* SET EXERCISE 1
Could you reproduce the page on the novel The Ends of the Earth word for word?

* DOCUMENT PASSAGE
— begin —
The Ends of the Earth
- Front cover of the book
- Author: Valerio Massimo Manfredi
- Translator: Iain Halliday
- Language: Italian
- Series: Alexander Trilogy
- Genre: Historical Novel
- Publisher: Mondadori (Italy) Pan Books (UK)
- Publication date: 1998
- Publication place: Italy
- Media type: Print (Paperback)
- Pages: 577 pp
- ISBN: 978-0-333-90695-8 (UK)
- Preceded by: The Sands of Ammon

= The Ends of the Earth (novel) =

1998 book by Valerio Massimo Manfredi

The Ends of the Earth (original title: Il confine del Mondo) is the third and last part of Valerio Massimo Manfredi's trilogy on Alexander the Great. After the Oracle of Ammon told him he is the son of Zeus, Alexander feels invincible and marches north towards the historic town of Babylon. The beautiful city is ravaged and the Palace of Persepolis, the former residence of King Darius, is burnt to ashes together with the memories of the old Empire. It is now time to start anew, and Alexander decides on yet another hard task: unify the Persian people with the Macedonians. As he struggles to convince his countrymen to come to cultural compromises with the Persians, he falls in love with Queen Roxane. And it is this love that gives him the strength to fulfil his epic destiny.
— end —
* SET EXERCISE 2
Return every line of the rows below that contains the word "dirt", copying each line in full.

* GIVEN DATA
— begin —
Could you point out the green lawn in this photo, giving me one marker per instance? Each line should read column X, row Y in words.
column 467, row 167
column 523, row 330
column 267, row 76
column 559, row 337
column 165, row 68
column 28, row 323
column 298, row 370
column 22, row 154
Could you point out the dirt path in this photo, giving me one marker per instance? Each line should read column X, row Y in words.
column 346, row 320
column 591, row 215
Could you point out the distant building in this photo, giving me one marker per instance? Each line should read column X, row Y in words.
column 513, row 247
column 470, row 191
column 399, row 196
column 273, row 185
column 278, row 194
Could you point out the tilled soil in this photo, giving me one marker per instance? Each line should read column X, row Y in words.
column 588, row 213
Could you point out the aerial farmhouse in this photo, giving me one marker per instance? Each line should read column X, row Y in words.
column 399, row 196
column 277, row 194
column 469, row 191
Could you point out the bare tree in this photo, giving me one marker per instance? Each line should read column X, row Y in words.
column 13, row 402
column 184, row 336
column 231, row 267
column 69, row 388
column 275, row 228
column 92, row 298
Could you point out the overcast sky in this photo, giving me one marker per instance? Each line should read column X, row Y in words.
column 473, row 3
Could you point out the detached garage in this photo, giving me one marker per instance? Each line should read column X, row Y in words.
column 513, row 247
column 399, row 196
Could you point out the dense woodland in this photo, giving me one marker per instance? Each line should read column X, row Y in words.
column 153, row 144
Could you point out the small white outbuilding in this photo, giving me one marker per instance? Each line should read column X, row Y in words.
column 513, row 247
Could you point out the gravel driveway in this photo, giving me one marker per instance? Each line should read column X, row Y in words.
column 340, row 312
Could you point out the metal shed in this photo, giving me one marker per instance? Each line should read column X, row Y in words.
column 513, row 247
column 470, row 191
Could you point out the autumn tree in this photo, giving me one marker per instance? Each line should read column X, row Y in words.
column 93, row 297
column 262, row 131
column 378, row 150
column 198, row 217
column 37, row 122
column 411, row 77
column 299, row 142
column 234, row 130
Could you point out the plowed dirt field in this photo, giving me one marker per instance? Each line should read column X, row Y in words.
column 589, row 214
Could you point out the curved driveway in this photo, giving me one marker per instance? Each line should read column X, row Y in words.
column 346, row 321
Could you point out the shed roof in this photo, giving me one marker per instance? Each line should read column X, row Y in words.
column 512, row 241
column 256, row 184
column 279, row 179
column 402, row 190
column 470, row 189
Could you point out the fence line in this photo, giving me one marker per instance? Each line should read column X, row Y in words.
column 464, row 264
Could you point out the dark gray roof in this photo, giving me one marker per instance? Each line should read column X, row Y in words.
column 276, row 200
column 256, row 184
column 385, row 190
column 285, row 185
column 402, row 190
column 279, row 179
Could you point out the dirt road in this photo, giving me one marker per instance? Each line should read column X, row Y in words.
— end —
* COMPLETE ANSWER 1
The Ends of the Earth
- Front cover of the book
- Author: Valerio Massimo Manfredi
- Translator: Iain Halliday
- Language: Italian
- Series: Alexander Trilogy
- Genre: Historical Novel
- Publisher: Mondadori (Italy) Pan Books (UK)
- Publication date: 1998
- Publication place: Italy
- Media type: Print (Paperback)
- Pages: 577 pp
- ISBN: 978-0-333-90695-8 (UK)
- Preceded by: The Sands of Ammon

= The Ends of the Earth (novel) =

1998 book by Valerio Massimo Manfredi

The Ends of the Earth (original title: Il confine del Mondo) is the third and last part of Valerio Massimo Manfredi's trilogy on Alexander the Great. After the Oracle of Ammon told him he is the son of Zeus, Alexander feels invincible and marches north towards the historic town of Babylon. The beautiful city is ravaged and the Palace of Persepolis, the former residence of King Darius, is burnt to ashes together with the memories of the old Empire. It is now time to start anew, and Alexander decides on yet another hard task: unify the Persian people with the Macedonians. As he struggles to convince his countrymen to come to cultural compromises with the Persians, he falls in love with Queen Roxane. And it is this love that gives him the strength to fulfil his epic destiny.

* COMPLETE ANSWER 2
Could you point out the dirt path in this photo, giving me one marker per instance? Each line should read column X, row Y in words.
Could you point out the plowed dirt field in this photo, giving me one marker per instance? Each line should read column X, row Y in words.
Could you point out the dirt road in this photo, giving me one marker per instance? Each line should read column X, row Y in words.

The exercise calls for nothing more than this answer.